BEGIN Excerpt
Then, the depression set in.  If I wasn’t going to miscarry, I was already in the 2nd trimester, was God asking me to carry this baby to term and deliver a stillborn?  The weight of that paralyzed me – I spent Sunday on the couch.  I never made it out of my pajamas.  My big accomplishment was having a couple of bites to eat and brushing my teeth.  I was near catatonic otherwise. Beyond consoling and unable to be encouraged.  My husband did everything that day.  I’m so thankful for him.

I knew things needed to be different the next day and I did finally pull myself together, clean up my house, and get myself ready to head out of town.  My husband deserved a tidy home and food in the fridge as a left and I wanted him to be cared for while I was away.  The activity helped to distract me and it was needed after the burden of Sunday. I even took myself for a mani/pedi.

And oh my gosh, the love that poured out over us as I began to share our story on social media.  I mean I think we’ve blown up the prayer lines to God.  People I don’t know, friends I haven’t heard from in years, have reached out to support, encourage, and let us know they are praying. Our story has been forwarded to bible studies, small groups, churches, and prayer teams.  Our pastors called us.  And a girlfriend came over the morning I left for my conference, and prayed with me.

I was flooded with a sense of peace in the pain.  I was comforted as I left town.  God wrapped his arms around me in that moment and said, “Go, I’ll be with you”.  For 5 days, I sort of just felt like a normal girl.  I smiled, I laughed, I met knew friends, I celebrated accomplishments, I soaked up lessons for the top leaders in our profession and in the personal development space.  God had a special message, multiple really, for me there.  I knew he orchestrated the timing of it.
END Excerpt
BEGIN Extracted material
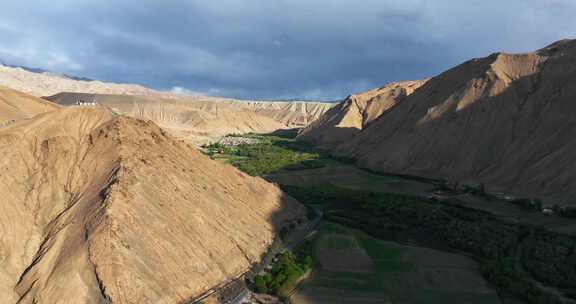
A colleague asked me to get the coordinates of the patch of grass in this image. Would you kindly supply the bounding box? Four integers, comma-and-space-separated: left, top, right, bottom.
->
319, 234, 358, 250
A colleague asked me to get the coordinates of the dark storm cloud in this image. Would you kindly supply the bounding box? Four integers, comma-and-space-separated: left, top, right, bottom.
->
0, 0, 576, 98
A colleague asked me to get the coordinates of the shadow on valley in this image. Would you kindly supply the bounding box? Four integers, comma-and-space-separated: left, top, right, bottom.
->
209, 130, 576, 303
338, 48, 576, 205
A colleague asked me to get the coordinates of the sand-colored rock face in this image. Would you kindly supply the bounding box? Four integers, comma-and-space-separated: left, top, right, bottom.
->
0, 86, 58, 127
220, 100, 334, 128
298, 80, 427, 148
0, 64, 333, 131
0, 64, 161, 97
47, 93, 286, 143
328, 40, 576, 204
0, 101, 305, 304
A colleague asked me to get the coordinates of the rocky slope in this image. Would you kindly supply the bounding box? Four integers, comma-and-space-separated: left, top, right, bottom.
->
298, 80, 426, 148
47, 93, 286, 144
326, 40, 576, 204
220, 100, 334, 128
0, 99, 305, 304
0, 86, 59, 127
0, 64, 333, 132
0, 64, 162, 96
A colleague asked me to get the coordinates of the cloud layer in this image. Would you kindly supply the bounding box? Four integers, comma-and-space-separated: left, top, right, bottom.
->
0, 0, 576, 99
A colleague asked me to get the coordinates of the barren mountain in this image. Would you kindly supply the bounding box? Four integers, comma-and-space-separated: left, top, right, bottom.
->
0, 64, 162, 96
220, 99, 334, 128
0, 86, 58, 127
0, 99, 305, 304
298, 80, 426, 148
0, 64, 333, 131
310, 40, 576, 204
47, 93, 286, 143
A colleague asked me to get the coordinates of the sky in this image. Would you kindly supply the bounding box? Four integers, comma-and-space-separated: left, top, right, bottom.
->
0, 0, 576, 100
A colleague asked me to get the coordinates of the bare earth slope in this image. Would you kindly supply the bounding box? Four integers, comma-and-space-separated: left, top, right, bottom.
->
47, 93, 286, 143
0, 86, 58, 127
0, 107, 305, 304
298, 80, 426, 148
0, 64, 333, 128
218, 99, 334, 128
337, 40, 576, 204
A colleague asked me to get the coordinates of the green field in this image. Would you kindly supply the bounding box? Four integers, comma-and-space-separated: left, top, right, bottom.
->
291, 222, 500, 304
208, 135, 576, 304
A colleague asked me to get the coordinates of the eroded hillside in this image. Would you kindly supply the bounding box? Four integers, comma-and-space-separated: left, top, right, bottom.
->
298, 80, 427, 148
0, 101, 305, 303
324, 40, 576, 204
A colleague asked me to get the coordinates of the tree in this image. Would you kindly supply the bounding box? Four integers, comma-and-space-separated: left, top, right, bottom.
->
254, 275, 268, 293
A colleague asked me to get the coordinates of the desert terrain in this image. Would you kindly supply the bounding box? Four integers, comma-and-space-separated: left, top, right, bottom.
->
300, 40, 576, 205
0, 90, 305, 303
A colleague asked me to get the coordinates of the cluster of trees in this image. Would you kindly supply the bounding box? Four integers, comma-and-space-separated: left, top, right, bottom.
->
232, 143, 324, 176
202, 143, 234, 156
283, 185, 576, 303
254, 251, 312, 297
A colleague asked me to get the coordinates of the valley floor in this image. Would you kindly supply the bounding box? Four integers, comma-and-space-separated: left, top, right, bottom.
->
209, 135, 576, 304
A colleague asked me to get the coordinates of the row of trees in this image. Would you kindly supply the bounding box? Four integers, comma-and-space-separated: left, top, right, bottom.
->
283, 186, 576, 304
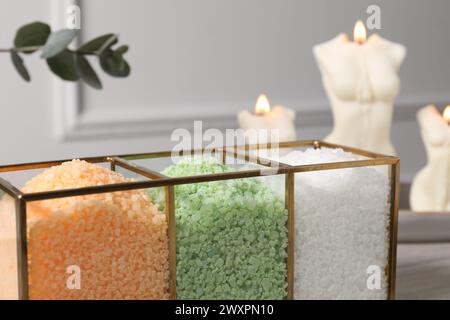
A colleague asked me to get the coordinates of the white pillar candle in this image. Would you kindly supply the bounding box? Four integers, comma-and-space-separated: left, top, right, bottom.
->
410, 105, 450, 211
313, 21, 406, 155
237, 95, 296, 143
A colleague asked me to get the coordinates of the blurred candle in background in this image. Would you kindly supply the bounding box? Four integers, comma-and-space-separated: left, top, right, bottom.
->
237, 94, 296, 144
410, 105, 450, 212
313, 20, 406, 154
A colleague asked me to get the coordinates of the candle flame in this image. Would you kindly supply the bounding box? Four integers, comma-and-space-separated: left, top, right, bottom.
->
353, 20, 367, 44
442, 106, 450, 124
255, 94, 270, 115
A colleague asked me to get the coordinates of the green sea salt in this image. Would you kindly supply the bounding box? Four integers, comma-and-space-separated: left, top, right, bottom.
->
149, 158, 287, 299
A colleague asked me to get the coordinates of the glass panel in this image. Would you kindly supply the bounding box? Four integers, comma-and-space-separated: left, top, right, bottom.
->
140, 157, 287, 299
0, 191, 19, 300
264, 148, 390, 299
5, 161, 169, 299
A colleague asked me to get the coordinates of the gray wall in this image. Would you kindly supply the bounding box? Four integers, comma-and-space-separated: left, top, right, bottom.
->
0, 0, 450, 181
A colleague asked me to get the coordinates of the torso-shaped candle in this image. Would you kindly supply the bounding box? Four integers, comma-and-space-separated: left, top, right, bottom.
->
314, 34, 406, 154
410, 106, 450, 211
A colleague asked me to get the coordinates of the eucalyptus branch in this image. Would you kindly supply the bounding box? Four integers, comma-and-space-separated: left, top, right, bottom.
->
0, 22, 130, 89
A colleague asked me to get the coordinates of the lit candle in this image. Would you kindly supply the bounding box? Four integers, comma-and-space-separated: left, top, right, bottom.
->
313, 20, 406, 154
410, 105, 450, 212
238, 94, 296, 144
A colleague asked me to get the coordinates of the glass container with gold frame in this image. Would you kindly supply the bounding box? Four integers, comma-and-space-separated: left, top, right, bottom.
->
0, 141, 399, 299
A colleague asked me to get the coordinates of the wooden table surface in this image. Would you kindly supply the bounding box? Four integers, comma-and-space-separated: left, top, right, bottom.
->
396, 211, 450, 299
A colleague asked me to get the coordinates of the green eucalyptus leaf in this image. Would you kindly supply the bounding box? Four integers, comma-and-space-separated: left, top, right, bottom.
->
10, 50, 31, 81
47, 49, 79, 81
14, 22, 50, 53
100, 49, 130, 78
41, 29, 78, 59
77, 33, 118, 54
75, 54, 102, 89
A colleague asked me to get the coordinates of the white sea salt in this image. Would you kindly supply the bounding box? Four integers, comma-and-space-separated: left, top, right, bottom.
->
267, 148, 389, 299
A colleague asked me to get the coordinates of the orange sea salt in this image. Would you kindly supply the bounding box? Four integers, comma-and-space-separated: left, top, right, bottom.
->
0, 160, 169, 299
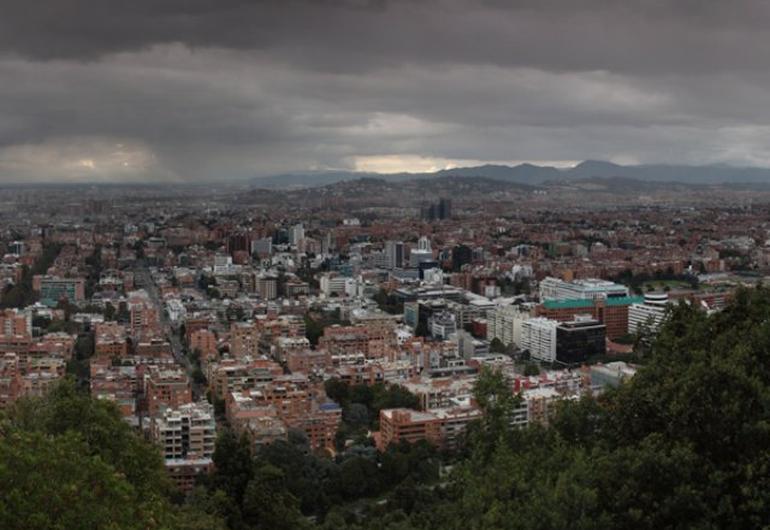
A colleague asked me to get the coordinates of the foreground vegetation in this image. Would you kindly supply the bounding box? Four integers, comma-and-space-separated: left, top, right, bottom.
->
0, 287, 770, 530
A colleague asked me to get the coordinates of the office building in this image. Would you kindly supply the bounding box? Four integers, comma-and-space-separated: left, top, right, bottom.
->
385, 241, 404, 270
628, 293, 669, 334
539, 277, 628, 301
521, 317, 559, 363
556, 315, 607, 364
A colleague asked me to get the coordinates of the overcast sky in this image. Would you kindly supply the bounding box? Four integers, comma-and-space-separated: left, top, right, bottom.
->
0, 0, 770, 182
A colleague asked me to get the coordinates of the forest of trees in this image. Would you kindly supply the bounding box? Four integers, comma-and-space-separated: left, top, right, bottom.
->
0, 287, 770, 530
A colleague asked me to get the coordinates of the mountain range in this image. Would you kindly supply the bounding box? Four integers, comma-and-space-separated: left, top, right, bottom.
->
253, 160, 770, 189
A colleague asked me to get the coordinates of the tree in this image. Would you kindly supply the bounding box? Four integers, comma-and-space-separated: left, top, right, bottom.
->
0, 380, 221, 529
243, 464, 304, 530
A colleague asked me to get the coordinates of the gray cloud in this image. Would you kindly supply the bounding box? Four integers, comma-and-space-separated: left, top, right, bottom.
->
0, 0, 770, 181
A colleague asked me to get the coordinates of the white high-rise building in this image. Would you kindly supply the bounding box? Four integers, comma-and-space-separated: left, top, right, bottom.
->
521, 317, 559, 363
628, 293, 669, 333
487, 305, 533, 348
385, 241, 404, 270
289, 223, 305, 245
151, 402, 217, 460
409, 236, 433, 269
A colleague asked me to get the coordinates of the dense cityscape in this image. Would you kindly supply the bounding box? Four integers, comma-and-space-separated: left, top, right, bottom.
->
7, 0, 770, 530
0, 178, 770, 528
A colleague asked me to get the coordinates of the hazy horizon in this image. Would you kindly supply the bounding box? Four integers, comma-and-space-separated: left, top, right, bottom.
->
0, 0, 770, 182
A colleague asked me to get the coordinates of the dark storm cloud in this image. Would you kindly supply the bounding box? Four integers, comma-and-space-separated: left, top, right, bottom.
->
0, 0, 770, 180
0, 0, 770, 71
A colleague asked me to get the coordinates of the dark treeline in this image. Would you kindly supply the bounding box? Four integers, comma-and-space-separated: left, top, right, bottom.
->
0, 287, 770, 530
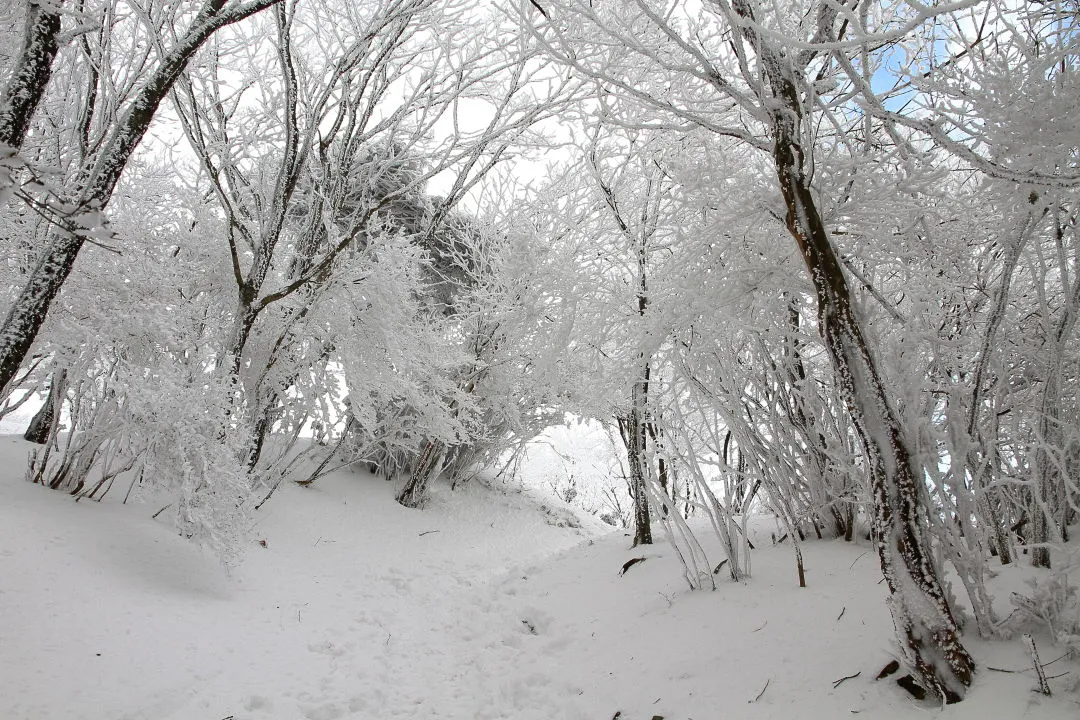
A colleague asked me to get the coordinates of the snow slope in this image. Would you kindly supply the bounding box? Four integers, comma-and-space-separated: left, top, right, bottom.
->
0, 437, 1080, 720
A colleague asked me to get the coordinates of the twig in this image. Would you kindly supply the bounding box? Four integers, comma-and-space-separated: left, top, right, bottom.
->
1024, 633, 1050, 696
833, 670, 863, 690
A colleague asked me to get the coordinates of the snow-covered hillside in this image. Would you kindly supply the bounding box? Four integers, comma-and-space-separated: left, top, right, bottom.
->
0, 436, 1080, 720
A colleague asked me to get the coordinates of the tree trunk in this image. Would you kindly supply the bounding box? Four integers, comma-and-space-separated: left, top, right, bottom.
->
0, 0, 281, 394
732, 0, 975, 702
626, 377, 652, 547
397, 440, 446, 507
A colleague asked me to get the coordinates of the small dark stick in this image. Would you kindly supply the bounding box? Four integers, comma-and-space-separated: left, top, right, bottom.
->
833, 670, 863, 690
1024, 633, 1050, 696
874, 660, 900, 680
896, 675, 927, 699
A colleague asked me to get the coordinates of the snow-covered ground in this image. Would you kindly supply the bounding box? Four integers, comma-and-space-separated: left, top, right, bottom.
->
0, 436, 1080, 720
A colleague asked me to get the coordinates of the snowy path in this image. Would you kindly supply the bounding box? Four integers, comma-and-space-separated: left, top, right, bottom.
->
0, 437, 1080, 720
0, 438, 600, 720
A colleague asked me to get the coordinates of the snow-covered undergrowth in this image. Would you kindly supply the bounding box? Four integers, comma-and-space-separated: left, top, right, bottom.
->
0, 436, 1080, 720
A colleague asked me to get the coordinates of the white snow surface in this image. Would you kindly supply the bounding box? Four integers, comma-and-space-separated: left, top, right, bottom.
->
0, 436, 1080, 720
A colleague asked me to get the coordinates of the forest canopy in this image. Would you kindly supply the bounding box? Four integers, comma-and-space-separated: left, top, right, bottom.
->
0, 0, 1080, 702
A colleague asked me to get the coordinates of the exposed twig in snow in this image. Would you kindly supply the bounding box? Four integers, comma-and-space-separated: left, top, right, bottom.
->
833, 670, 863, 690
874, 660, 900, 680
619, 556, 645, 575
1024, 633, 1051, 696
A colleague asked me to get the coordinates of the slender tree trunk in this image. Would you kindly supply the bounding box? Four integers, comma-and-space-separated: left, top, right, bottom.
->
731, 0, 975, 702
0, 0, 64, 150
626, 371, 652, 547
0, 0, 282, 394
773, 99, 974, 702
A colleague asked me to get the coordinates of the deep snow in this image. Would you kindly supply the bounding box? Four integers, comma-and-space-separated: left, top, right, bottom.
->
0, 436, 1080, 720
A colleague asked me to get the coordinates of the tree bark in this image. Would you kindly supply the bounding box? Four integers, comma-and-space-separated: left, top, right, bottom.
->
732, 0, 975, 703
0, 0, 64, 150
0, 0, 282, 393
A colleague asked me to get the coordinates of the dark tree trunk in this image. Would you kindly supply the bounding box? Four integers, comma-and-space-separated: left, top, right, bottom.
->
0, 0, 64, 150
397, 440, 446, 507
0, 0, 281, 393
732, 0, 975, 702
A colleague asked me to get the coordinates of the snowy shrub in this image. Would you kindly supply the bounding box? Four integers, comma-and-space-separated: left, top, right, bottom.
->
1002, 568, 1080, 655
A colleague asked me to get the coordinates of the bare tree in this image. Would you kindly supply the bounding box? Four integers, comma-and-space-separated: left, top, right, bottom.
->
0, 0, 282, 393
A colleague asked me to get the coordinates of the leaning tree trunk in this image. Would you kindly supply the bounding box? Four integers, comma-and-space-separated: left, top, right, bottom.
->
773, 108, 975, 702
0, 0, 64, 151
626, 371, 652, 547
397, 440, 447, 507
0, 0, 282, 393
731, 0, 975, 702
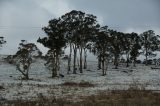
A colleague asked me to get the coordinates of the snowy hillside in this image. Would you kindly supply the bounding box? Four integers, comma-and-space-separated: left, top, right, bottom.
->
0, 55, 160, 100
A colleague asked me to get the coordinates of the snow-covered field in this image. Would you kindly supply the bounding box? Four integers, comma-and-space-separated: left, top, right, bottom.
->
0, 55, 160, 100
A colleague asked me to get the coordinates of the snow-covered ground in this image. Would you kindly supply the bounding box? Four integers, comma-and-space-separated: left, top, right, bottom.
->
0, 55, 160, 100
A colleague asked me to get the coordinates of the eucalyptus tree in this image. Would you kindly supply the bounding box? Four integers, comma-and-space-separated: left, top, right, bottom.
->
61, 10, 85, 74
109, 29, 125, 69
61, 10, 97, 74
123, 32, 140, 67
13, 40, 41, 80
37, 18, 66, 78
93, 26, 110, 75
141, 30, 160, 65
130, 32, 141, 66
0, 37, 6, 47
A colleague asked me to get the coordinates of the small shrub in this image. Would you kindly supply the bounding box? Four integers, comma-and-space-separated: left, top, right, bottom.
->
62, 81, 94, 87
0, 85, 4, 90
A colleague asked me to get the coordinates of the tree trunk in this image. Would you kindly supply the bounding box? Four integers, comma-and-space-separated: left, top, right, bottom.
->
98, 55, 102, 69
133, 59, 136, 67
73, 46, 77, 74
52, 53, 57, 78
145, 49, 148, 66
79, 47, 83, 73
114, 54, 118, 69
67, 43, 72, 74
83, 49, 87, 69
102, 56, 105, 76
126, 53, 129, 67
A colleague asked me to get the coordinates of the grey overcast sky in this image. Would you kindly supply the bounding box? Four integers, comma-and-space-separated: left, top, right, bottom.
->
0, 0, 160, 54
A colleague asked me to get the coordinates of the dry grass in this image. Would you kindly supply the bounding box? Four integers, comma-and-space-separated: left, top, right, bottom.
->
0, 85, 4, 90
62, 81, 95, 87
0, 90, 160, 106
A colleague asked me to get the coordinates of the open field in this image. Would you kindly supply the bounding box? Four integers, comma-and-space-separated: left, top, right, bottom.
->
0, 56, 160, 106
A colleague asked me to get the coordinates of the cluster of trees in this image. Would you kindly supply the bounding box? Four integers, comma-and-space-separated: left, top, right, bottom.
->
0, 10, 160, 79
38, 10, 160, 77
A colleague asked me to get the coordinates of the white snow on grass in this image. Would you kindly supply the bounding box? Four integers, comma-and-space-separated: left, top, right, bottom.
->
0, 55, 160, 100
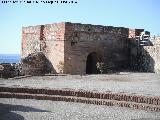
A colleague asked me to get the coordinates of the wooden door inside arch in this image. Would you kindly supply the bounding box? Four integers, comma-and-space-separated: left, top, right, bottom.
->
86, 52, 100, 74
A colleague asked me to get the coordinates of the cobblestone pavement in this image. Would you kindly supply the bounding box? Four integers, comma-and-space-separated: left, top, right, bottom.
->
0, 98, 160, 120
0, 73, 160, 96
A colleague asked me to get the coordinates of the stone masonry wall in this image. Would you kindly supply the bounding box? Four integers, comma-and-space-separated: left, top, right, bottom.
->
141, 36, 160, 73
41, 23, 65, 73
64, 23, 130, 74
22, 22, 160, 74
22, 23, 65, 73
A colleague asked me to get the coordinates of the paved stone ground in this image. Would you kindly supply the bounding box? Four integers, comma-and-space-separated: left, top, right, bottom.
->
0, 72, 160, 96
0, 98, 160, 120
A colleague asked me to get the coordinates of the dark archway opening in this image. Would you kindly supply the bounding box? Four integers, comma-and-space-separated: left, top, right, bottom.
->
86, 52, 100, 74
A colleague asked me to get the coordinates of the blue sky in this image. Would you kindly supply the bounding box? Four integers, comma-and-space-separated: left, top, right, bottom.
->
0, 0, 160, 54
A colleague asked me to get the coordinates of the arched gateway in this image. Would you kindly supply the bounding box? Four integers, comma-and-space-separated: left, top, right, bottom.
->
86, 52, 100, 74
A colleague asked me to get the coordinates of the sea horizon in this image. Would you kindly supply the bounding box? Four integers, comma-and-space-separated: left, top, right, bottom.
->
0, 53, 20, 63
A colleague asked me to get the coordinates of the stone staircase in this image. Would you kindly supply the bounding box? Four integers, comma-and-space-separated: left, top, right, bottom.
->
0, 87, 160, 112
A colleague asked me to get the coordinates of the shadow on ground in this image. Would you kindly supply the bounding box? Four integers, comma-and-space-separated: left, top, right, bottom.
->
0, 103, 50, 120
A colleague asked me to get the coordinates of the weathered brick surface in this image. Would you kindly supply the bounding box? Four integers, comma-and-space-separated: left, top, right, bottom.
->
64, 23, 130, 74
22, 22, 160, 74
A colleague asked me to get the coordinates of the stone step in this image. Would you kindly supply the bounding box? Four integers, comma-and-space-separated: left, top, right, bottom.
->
0, 92, 160, 112
0, 86, 160, 106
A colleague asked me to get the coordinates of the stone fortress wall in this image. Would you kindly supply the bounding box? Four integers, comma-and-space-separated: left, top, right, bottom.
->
22, 22, 160, 74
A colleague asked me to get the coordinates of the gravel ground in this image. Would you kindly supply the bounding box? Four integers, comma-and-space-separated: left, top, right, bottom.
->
0, 72, 160, 96
0, 98, 160, 120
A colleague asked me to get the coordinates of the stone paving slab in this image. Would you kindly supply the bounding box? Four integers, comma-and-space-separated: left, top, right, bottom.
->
0, 72, 160, 96
0, 98, 160, 120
END Extracted material
Transcribe everything in the excerpt from "I knew things" down to "prayed with me.".

I knew things needed to be different the next day and I did finally pull myself together, clean up my house, and get myself ready to head out of town.  My husband deserved a tidy home and food in the fridge as a left and I wanted him to be cared for while I was away.  The activity helped to distract me and it was needed after the burden of Sunday. I even took myself for a mani/pedi.

And oh my gosh, the love that poured out over us as I began to share our story on social media.  I mean I think we’ve blown up the prayer lines to God.  People I don’t know, friends I haven’t heard from in years, have reached out to support, encourage, and let us know they are praying. Our story has been forwarded to bible studies, small groups, churches, and prayer teams.  Our pastors called us.  And a girlfriend came over the morning I left for my conference, and prayed with me.